Prompt:
Return, unchanged, the lines of the entries below from the line containing "of the counter" through the end of the entries.

□ □ □ □ □

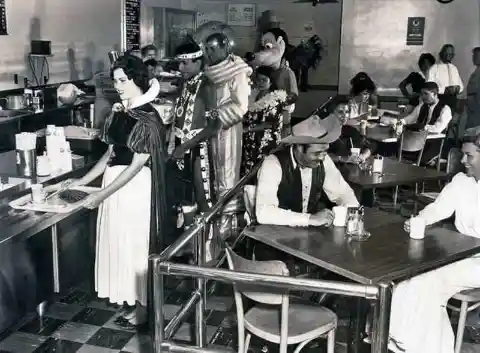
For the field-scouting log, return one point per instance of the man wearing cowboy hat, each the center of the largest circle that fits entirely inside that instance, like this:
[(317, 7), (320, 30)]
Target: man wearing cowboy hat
[(293, 182)]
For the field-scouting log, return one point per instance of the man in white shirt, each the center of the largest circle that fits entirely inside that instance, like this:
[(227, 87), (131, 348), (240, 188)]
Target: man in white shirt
[(446, 76), (432, 115), (292, 183), (419, 320)]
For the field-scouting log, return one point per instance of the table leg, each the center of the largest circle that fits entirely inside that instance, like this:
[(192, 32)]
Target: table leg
[(55, 259), (358, 319), (382, 318)]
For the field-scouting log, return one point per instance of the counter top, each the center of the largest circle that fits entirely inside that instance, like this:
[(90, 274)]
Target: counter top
[(79, 102), (17, 225)]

□ □ □ □ □

Result for this exercise:
For the field-scouting log, return one point per instance of the counter top, each the center of the largest circle that fits entirely inside that instance, like this:
[(90, 274)]
Target: counter top
[(79, 102), (17, 225)]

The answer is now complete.